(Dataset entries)
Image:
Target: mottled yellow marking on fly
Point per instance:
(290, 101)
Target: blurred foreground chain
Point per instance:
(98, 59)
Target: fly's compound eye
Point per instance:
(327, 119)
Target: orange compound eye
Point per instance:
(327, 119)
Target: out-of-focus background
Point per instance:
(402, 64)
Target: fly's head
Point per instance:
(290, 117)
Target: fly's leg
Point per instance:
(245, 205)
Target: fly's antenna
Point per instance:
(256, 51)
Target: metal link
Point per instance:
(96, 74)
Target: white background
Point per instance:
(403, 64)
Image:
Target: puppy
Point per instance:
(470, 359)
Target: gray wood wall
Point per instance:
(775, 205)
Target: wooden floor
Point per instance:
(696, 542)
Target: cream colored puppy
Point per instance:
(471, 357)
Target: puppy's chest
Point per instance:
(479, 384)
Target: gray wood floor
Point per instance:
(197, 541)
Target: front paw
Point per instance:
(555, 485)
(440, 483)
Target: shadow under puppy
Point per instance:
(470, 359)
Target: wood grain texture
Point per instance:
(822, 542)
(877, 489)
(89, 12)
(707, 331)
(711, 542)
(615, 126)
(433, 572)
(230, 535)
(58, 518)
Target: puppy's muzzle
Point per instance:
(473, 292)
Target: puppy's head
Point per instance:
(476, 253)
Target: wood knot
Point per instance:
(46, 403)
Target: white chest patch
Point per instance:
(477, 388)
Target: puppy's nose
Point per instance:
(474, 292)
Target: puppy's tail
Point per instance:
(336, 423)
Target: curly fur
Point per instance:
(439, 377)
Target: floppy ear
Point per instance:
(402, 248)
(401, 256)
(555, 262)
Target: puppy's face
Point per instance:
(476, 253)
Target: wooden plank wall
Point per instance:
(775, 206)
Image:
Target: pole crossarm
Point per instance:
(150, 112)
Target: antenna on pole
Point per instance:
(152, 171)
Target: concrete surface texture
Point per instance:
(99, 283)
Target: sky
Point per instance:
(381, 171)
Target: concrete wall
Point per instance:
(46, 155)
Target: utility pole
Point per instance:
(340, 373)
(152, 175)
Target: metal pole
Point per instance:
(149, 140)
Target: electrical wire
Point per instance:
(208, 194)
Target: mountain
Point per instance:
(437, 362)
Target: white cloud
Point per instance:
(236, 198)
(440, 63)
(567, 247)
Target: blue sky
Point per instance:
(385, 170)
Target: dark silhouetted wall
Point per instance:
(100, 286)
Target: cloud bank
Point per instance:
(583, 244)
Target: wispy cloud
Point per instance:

*What the exercise asks*.
Retype all the records, matching them exactly.

*Final answer*.
Image:
Target: mottled yellow marking on fly
Point per instance:
(290, 101)
Target: blurred foreground chain
Point per instance:
(98, 59)
Target: fly's compound eye
Point per instance:
(327, 119)
Target: orange compound eye
Point per instance:
(327, 119)
Target: out-of-focus background
Point per instance:
(402, 64)
Target: fly's head
Point per instance:
(290, 117)
Target: fly's leg
Point per instance:
(245, 205)
Target: fly's antenna
Point per instance:
(256, 51)
Target: metal link
Point per instance:
(96, 74)
Target: white background
Point per instance:
(403, 64)
Image:
Target: puppy
Point per instance:
(470, 359)
Target: gray wood wall
Point per instance:
(775, 205)
Target: wooden floor
Point per instance:
(696, 542)
Target: cream colored puppy
Point per instance:
(471, 357)
Target: puppy's chest
Point per instance:
(479, 384)
Target: gray wood floor
Point per instance:
(197, 541)
Target: front paw
Point per instance:
(555, 485)
(440, 483)
Target: shadow under puppy
Point per instance:
(470, 359)
Target: wood grain texture
Point per instance:
(822, 542)
(877, 489)
(89, 12)
(707, 331)
(711, 542)
(615, 126)
(433, 572)
(230, 535)
(58, 518)
Target: puppy's muzzle
Point per instance:
(473, 292)
Target: puppy's head
Point per instance:
(476, 253)
Target: wood knot
Point per instance:
(46, 403)
Target: white chest patch
Point per instance:
(477, 388)
Target: puppy's nose
Point per instance:
(474, 292)
Target: puppy's tail
Point per instance:
(336, 423)
Target: curly fur
Point per instance:
(439, 377)
Target: floppy ear
Point per instance:
(402, 248)
(401, 256)
(555, 262)
Target: puppy's face
Point per instance:
(476, 253)
Target: wooden plank wall
Point per instance:
(775, 206)
Image:
Target: pole crossarm
Point per instance:
(150, 112)
Target: antenna on pole
Point per instance:
(152, 171)
Target: concrete surface texture
Point per instance:
(99, 283)
Target: sky
Point per instance:
(381, 171)
Target: concrete wall
Point per instance:
(46, 155)
Target: utility pole
Point per instance:
(340, 373)
(152, 175)
Target: metal pole
Point per instance:
(149, 140)
Target: electrical wire
Point per instance:
(208, 194)
Target: mountain
Point per instance:
(437, 362)
Target: white cloud
Point per instance:
(236, 198)
(440, 63)
(567, 247)
Target: blue sky
Point per instance:
(385, 170)
Target: dark silhouetted wall
Point per instance:
(100, 286)
Target: cloud bank
Point per instance:
(583, 244)
Target: wispy cloud
Point per instance:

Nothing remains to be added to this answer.